■ PROMPT: Your answer should be the entries, repeated exactly.
====== EXERCISE DATA ======
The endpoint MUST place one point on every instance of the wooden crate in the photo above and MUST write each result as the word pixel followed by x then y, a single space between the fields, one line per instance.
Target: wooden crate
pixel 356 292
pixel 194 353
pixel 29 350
======
■ ANSWER BOX:
The endpoint MUST place one point on every instance of the wooden crate in the photo above and MUST write each result as the word pixel followed by x then y, a single space between the fields, one line per instance.
Target: wooden crate
pixel 356 292
pixel 194 353
pixel 29 350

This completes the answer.